» Description of the task
Number every line of the entries below as a list, skipping any blank lines.

# Start of Dataset excerpts

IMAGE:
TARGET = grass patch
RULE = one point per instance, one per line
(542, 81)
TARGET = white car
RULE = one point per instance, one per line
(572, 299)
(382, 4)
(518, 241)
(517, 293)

# End of Dataset excerpts

» Solution below
1. IMAGE:
2. TARGET = grass patch
3. RULE = one point per instance, one per line
4. (542, 81)
5. TARGET = white car
6. RULE = one point per instance, one per line
7. (572, 299)
8. (382, 4)
9. (518, 241)
10. (517, 293)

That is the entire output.